Yönergeler:
- a) Kayıtlarda "center. Carefully annotate each with a bounding box." ifadesini içeren satırdan başlayıp kayıtların sonunda biten satırları, iki uç da dahil, her satıra bir dize düşecek biçimde bir JSON listesi olarak biçimlendirin; boş satırları listeye almayın.
- b) Macer Gifford ile yapılan söyleşiyi gösterilen son cümleden sonra devam ettirin.

Kaynak:
______
Tersine Yaşanan Bir Göç’ün Hikayesi
Macer Gifford: ‘YPG İçin Daiş’e Karşı Kaybetmek Bir Seçenek Bile Değil’
Alaettin Sinayic-Esra Türk
Televizyon ekranlarında gördüğü vahşet görüntülerine daha fazla dayanamayıp rahat evini bırakıp hiç bilmediği topraklara, ölümün her an insanın gölgesi kadar yakın olduğu bir coğrafyaya yolculuk yapan bir İngiliz’in hikayesi. Ortadoğu’dan Avrupa ülkelerine doğru en büyük göçün yaşandığı bu son dönemlerde, Macer tersini yaparak Batıdan Doğuya doğru, savaşın en acımasız bir şekilde yaşandığı topraklara yüzünü döner.
Britanya’dan 1500’den fazla radikal İslamcının DAİŞ saflarında savaşmak için gittiği Suriye ve Irak tüm Avrupa genelinde radikal gençlerin çekim merkezi haline geldi. Binlerce kişi Daiş saflarında sözde islam devleti için cihada giderken, bunun karşısında savaşmak ve orada yaşayan mazlum halklara yardımcı olmak için yüzlerce Avrupalı gönüllü de YPG saflarına katıldı.
Macer Avrupa ülkelerinden Rojava’ya giden yüzlerce Avrupalı gönüllü savaşçıdan birisi. Beş aylık bir savaş sürecinden sonra tekrar Britanya’ya dönen Macer, yoğun bir çalışma yürütüyor. Geldiğinden bu yana sayısız ulusal televizyon kanalında ve gazetelerde röportajları çıktı. Sağ göğsü üzerindeki YPG rozetini hiç çıkarmayan Macer elinden geldiği kadar YPG’yi ve Kürt halkının haklı davasını anlatıyor.
Rojava’da beş ay boyunca YPG saflarında en ön cephelerde barbar Daiş çetelerine karşı savaşan İngiliz Macer Gifford ile Rojava yolculuğunu, neden gittiğini, şimdi neler yaptığını konuştuk.
Kürtler’le ne zaman tanıştın?
İlk olarak Iraklı Kürtleri tanıdım. Kürt toplumuna karşı olan ilgi ve bilgim Amerika’nın Irak’ı işgali ile gelişti ve Kürtler’e o zaman hayranlık duymaya başladım.
Daiş güçlenmeye başladığında, benim için durum o zaman değişti ve Daiş’e karşı savaşan farklı gruplara bakmaya başladım. Özellikle de, Daiş’in yükselişinden önce hiç bilmediğim, Suriye’li Kürtler…
Siyasete ve Ortadoğu’ya her zaman ilgin var mıydı?
Kesinlikle. Üniversite’de politika okudum, ve sadece Britanya siyaseti değil, dünya siyasetine büyük ilgim var.
Daiş’in yaptığı katliamlara tanık olmana rağmen gitme kararını nasıl aldın?
______
Sağlanan Kayıtlar:
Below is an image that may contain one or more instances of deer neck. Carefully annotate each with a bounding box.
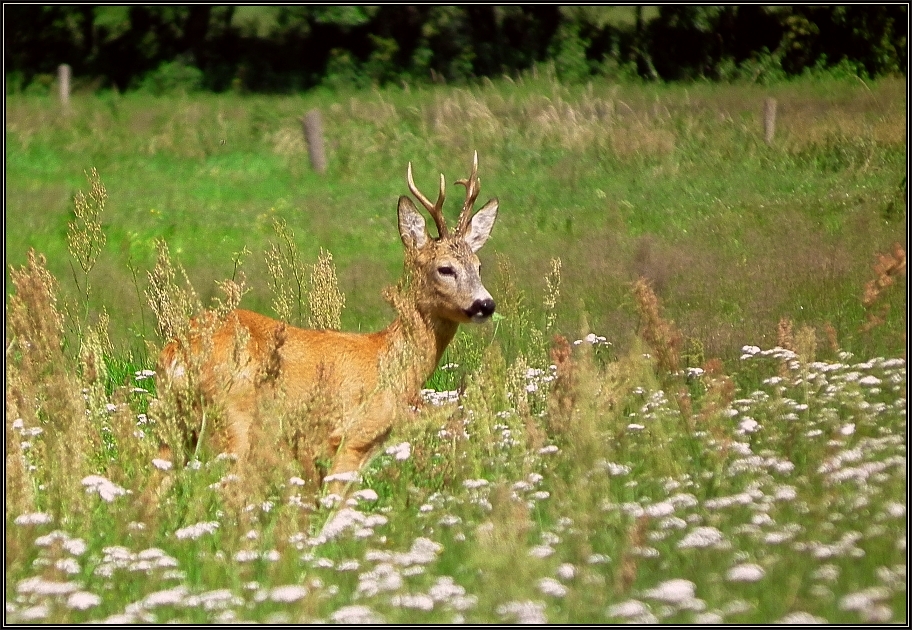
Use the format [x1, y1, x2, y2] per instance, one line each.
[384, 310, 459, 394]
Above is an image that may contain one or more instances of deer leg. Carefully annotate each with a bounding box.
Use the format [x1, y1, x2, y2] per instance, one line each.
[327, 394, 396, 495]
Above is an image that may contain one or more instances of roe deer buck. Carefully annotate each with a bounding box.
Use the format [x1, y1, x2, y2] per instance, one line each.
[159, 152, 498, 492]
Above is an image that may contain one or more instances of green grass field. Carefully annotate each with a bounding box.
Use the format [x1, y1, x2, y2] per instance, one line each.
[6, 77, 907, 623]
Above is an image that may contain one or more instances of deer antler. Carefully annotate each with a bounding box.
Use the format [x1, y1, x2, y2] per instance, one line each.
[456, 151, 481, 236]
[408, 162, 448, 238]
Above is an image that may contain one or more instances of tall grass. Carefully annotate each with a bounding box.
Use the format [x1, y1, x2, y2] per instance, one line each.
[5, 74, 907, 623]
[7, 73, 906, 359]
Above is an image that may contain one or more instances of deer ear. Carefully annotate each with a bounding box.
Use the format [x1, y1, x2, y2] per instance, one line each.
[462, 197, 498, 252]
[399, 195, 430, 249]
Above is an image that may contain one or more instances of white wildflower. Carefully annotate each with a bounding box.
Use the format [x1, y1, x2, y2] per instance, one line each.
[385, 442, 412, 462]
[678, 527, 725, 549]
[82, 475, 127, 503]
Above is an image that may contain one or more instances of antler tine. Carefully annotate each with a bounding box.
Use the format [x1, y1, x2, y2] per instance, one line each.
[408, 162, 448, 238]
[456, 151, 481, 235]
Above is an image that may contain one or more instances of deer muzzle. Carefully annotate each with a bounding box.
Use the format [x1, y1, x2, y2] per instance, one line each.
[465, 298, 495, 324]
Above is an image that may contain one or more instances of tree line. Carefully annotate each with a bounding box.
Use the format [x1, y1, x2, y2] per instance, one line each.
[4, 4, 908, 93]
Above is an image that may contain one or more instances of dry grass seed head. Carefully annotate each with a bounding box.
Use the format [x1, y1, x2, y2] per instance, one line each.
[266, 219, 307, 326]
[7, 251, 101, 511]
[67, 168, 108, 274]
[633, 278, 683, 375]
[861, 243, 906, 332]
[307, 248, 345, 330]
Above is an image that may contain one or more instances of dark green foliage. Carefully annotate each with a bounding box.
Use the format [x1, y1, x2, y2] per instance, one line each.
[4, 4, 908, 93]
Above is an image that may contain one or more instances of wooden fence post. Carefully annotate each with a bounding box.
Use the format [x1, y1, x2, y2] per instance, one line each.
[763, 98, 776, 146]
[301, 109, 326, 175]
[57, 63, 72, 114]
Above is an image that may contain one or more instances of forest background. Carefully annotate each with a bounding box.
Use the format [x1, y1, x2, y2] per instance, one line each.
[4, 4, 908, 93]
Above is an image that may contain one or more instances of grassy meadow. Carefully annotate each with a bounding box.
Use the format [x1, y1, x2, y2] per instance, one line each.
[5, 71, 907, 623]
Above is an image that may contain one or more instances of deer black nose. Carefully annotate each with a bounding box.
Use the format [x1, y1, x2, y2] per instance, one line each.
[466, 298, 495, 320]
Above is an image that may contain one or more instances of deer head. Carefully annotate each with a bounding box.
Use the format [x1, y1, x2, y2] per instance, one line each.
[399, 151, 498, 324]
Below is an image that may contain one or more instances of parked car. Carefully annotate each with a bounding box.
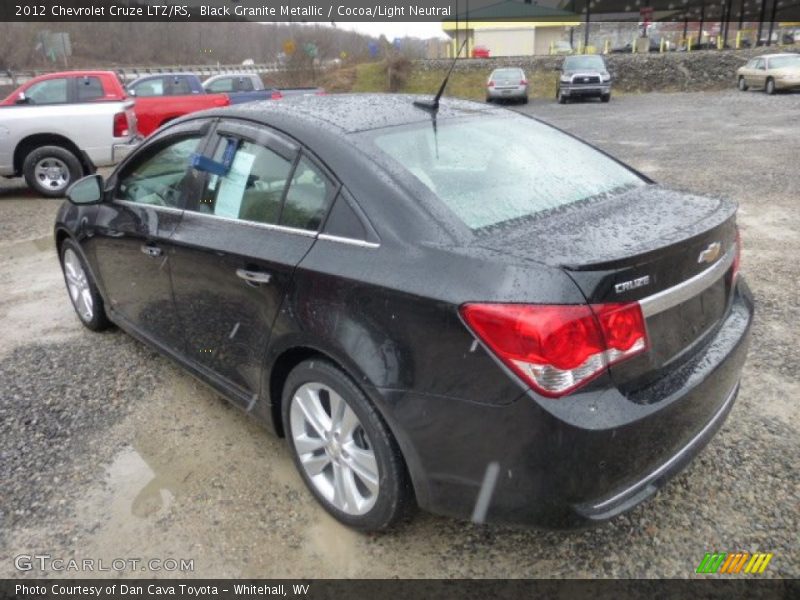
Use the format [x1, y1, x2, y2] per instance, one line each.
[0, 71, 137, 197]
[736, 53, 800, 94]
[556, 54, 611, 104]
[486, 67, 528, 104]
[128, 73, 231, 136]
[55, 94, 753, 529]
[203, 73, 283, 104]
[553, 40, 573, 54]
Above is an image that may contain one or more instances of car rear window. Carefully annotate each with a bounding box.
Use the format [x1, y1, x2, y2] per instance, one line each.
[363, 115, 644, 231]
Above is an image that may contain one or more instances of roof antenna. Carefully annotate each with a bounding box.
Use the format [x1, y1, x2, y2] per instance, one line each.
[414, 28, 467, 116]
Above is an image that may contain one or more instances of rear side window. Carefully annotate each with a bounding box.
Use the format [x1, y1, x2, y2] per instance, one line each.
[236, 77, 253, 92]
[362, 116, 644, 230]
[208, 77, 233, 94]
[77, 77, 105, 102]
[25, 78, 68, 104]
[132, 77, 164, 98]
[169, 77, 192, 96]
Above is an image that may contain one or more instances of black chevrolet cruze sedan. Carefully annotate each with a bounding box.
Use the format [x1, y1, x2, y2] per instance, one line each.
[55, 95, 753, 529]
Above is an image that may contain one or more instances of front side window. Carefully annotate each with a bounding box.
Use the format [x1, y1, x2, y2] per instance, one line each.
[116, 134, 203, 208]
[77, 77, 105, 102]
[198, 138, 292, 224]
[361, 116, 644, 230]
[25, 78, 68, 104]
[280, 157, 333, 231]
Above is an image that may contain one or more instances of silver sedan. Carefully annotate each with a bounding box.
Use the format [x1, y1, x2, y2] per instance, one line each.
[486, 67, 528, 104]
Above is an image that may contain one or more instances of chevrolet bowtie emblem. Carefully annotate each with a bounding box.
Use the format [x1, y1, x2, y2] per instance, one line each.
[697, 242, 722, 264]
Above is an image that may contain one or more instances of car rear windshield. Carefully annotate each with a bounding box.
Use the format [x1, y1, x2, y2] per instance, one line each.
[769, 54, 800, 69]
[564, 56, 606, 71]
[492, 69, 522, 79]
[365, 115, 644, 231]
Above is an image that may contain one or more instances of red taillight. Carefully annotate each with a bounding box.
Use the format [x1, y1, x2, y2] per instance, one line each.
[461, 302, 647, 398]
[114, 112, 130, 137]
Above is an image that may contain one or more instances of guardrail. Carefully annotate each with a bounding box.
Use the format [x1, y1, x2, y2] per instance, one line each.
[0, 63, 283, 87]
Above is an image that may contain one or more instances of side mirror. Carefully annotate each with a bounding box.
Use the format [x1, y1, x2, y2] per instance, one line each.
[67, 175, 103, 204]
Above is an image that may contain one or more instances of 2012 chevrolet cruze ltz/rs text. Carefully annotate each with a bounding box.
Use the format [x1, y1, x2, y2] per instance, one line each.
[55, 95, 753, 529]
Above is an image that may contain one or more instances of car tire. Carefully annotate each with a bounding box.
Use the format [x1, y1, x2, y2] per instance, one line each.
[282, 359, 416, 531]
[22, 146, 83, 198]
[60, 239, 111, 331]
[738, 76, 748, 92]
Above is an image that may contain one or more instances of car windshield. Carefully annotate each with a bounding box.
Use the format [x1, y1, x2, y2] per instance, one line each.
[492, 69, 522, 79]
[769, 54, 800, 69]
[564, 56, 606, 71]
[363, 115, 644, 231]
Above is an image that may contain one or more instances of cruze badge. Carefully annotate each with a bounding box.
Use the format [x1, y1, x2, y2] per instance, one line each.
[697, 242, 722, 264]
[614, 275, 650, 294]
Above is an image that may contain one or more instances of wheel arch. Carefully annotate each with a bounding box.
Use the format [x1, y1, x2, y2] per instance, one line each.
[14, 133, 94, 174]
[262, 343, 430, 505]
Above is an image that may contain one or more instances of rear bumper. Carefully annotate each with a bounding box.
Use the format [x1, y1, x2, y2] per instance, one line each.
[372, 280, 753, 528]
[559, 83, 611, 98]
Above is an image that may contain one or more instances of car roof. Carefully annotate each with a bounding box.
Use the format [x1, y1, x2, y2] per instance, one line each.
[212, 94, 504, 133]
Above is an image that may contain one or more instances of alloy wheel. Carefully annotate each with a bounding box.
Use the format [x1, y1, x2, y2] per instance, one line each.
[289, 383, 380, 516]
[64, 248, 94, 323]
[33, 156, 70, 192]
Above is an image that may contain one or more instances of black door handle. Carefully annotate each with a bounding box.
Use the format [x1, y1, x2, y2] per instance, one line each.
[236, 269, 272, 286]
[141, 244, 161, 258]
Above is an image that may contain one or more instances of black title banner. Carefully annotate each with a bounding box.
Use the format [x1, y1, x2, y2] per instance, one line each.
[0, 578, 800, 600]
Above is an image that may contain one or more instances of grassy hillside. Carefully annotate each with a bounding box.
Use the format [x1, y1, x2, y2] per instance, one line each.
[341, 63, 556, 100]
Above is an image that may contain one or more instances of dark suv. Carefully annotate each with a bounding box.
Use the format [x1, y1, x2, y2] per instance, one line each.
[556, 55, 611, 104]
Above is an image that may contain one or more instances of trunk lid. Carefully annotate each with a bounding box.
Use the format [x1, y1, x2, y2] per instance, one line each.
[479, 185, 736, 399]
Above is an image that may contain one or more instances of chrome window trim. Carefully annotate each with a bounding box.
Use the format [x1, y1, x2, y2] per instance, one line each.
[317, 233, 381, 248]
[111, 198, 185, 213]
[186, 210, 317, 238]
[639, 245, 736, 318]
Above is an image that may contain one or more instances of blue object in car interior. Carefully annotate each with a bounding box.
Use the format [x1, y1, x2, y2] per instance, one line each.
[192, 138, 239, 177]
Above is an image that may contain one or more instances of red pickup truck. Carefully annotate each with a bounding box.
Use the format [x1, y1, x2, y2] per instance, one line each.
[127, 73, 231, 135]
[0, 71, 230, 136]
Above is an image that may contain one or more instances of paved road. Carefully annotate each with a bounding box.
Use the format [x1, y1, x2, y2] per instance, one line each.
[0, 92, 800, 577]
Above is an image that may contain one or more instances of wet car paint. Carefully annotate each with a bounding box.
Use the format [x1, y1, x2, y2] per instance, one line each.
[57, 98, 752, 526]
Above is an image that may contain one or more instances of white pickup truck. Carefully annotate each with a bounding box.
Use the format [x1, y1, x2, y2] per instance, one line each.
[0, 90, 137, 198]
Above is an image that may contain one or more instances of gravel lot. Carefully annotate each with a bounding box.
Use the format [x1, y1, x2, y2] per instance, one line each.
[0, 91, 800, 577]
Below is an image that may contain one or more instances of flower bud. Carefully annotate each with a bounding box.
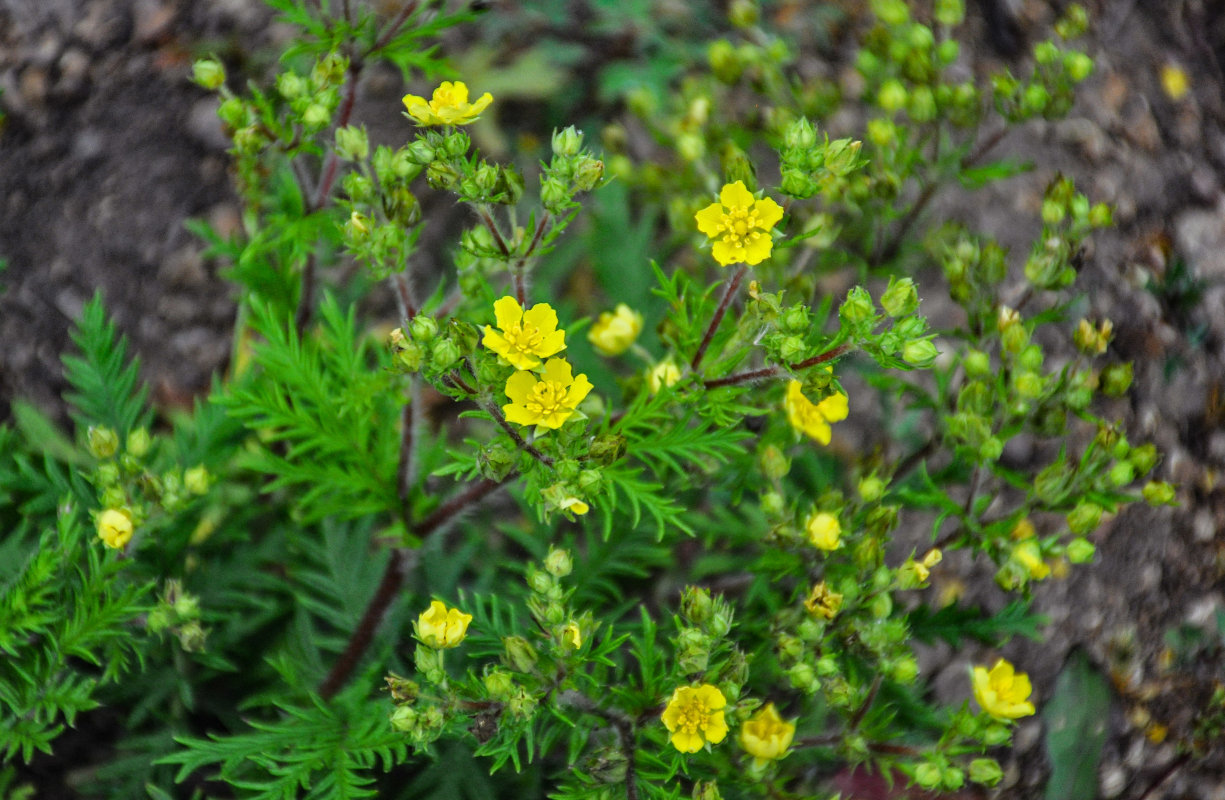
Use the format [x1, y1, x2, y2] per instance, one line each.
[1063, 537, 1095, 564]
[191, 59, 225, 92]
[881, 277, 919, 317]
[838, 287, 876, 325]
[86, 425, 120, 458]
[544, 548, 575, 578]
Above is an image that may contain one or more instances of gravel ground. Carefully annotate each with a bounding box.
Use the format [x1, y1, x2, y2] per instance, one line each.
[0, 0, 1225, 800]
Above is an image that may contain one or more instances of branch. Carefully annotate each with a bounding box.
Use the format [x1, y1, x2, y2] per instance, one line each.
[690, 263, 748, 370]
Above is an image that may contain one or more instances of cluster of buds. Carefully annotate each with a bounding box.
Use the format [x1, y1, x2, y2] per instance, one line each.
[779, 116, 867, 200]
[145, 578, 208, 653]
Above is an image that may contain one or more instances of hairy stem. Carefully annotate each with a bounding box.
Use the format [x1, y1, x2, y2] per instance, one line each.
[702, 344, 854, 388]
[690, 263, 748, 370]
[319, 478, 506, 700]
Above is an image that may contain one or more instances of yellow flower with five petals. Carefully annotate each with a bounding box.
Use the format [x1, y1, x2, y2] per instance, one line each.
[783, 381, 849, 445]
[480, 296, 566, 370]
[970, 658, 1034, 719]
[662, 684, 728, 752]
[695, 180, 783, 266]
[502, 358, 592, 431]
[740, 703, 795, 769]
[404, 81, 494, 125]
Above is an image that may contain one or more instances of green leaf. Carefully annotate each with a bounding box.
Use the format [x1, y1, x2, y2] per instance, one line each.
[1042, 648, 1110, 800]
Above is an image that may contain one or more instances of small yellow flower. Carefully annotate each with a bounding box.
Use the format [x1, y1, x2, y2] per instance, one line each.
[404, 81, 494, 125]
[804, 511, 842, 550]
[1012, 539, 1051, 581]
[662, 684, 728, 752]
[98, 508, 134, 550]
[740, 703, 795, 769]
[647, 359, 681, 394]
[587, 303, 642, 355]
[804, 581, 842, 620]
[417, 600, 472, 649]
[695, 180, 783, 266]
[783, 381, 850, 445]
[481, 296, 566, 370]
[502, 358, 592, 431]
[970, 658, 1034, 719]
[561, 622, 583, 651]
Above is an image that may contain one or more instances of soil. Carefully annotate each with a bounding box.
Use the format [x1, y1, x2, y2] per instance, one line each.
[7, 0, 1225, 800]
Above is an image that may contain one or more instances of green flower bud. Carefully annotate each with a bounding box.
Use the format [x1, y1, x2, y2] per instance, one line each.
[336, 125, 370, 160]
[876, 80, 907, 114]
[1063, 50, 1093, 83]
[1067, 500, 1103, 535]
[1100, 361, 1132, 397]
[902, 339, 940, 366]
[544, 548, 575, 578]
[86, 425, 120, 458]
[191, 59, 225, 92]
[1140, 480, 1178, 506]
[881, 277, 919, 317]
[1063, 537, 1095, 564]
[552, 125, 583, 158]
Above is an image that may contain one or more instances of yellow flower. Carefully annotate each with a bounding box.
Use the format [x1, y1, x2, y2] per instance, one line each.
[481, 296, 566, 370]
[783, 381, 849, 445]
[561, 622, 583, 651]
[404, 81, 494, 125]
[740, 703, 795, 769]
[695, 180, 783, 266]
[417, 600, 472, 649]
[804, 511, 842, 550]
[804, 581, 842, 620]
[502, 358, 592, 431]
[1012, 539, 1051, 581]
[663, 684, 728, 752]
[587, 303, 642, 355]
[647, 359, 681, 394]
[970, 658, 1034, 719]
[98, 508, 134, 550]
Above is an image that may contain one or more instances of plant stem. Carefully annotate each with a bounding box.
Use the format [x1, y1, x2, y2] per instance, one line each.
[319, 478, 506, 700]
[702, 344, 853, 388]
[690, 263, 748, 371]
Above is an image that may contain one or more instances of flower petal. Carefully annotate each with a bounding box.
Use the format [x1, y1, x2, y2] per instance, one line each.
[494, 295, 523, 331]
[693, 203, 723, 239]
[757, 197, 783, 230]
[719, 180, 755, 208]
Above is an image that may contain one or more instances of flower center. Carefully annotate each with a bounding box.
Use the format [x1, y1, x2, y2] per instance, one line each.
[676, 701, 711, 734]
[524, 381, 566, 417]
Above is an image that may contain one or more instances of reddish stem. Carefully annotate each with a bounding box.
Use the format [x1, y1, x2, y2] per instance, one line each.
______
Görev Yanıtları:
- a)
[
  "Above is an image that may contain one or more instances of flower center. Carefully annotate each with a bounding box.",
  "Use the format [x1, y1, x2, y2] per instance, one line each.",
  "[676, 701, 711, 734]",
  "[524, 381, 566, 417]",
  "Above is an image that may contain one or more instances of reddish stem. Carefully annotate each with a bounding box.",
  "Use the format [x1, y1, x2, y2] per instance, one line each."
]

- b)
Bir şeyler yapmam gerektiğini hissettim. Daiş, Suriye ve Irak devletlerine karşı hızlı bir şekilde ilerliyor ve güçleniyordu. Daiş’e karşı gelebilen, gerçekten seküler, özgürlük ve demokrasi arayışında olan tek grup Kürtler’di. Suriye’de inandığım tek grup da Kürtler’di.
Britanya devletinin Suriye’li Kürtlere mücadelelerinde yardım etmelerini bekledim, çünkü bana göre, eğer onlar bizim dostlarımızsa ve bizim inandığımız şeylere inanıyorlarsa onlara yardımcı olmamız gerekirdi. Ama Britanya hükümeti destek olmadı. Ben de devletim bu konuda bir duruş sergilemediği için kendim o duruşu sergilemek istedim.
Rojava’ya gitmeden önce hiç tanıdığın Kürt var mıydı?
Hayır.
Kararı verdiğinde ailen ve arkadaşlarınla paylaştın mı?
Tam olarak değil. Kürtler’e yardım edeceğimi ve onlarla birlikte mücadele edeceğimi söyledim ama cephede savaşacağımı söylemedim.
İnsani yardım etmek istemene nasıl tepki verdiler? Savaşın olduğu bir bölgeye nasıl gidebilirsin diye sorguladılar mı seni? Engel olmaya çalıştılar mı?
Beni durdurmaya çalışmadılar ama güvenli evimi bırakıp savaşmak istememi anlamıyorlardı. Beni durduramayacaklarını biliyorlardı. Ben kararlıydım ama onlar kararımdan pek memnun değillerdi.
Peki kararını verdikten sonra gitmek kolay oldu mu?
YPG’ye katılmak isteyen yabancılar için belli bir prosedür var. Gerekli kişilerle irtibata geçtim ve bir kaç hafta içerisinde ülkeye vardım.
Referans istediler mi? Nasıl inandılar sana?
Pasaportumun kopyasını ve uçuş bilgilerimi istediler. Resmi evrak istemediler. Sadece askeri eğitimimin ve sicilimin olup olmadığını sordular. Ayrıca yakınlarımın bilgilerini beyan etmemi istediler. Oraya giden herkesin sicilinin temiz olması gerekiyor. Suç işlemiş kimseyi kabul etmiyorlar. Eğer askeri eğitim almamışsan, neden katılmak istediğini de yazmak zorundasın.
Askeri anlamda eğitimin varmıydı önceden?
Tam olarak askeri eğitim aldım diyemeyiz ama British Territorial Army’nin gönüllü yedek askeri bölümüne katıldım çünkü Afganistan’a gitmek istiyordum. Ama sonra vazgeçtim ve gitmedim.
Afganistan’a gitmek isteme sebeplerin ile Rojava’ya gitme sebeplerin aynı mıydı?
Evet. İnsani meselelerle her zaman ilgilendim ve yardıma ihtiyacı olan insanlara hep destek olmak istedim.
Daha önce Ortadoğu’ya hiç gitmiş miydin?
Hayır. İlk gittiğim yer Kürdistan oldu. YPG ile gerçekten fark yaratabilme fırsatını gördüm.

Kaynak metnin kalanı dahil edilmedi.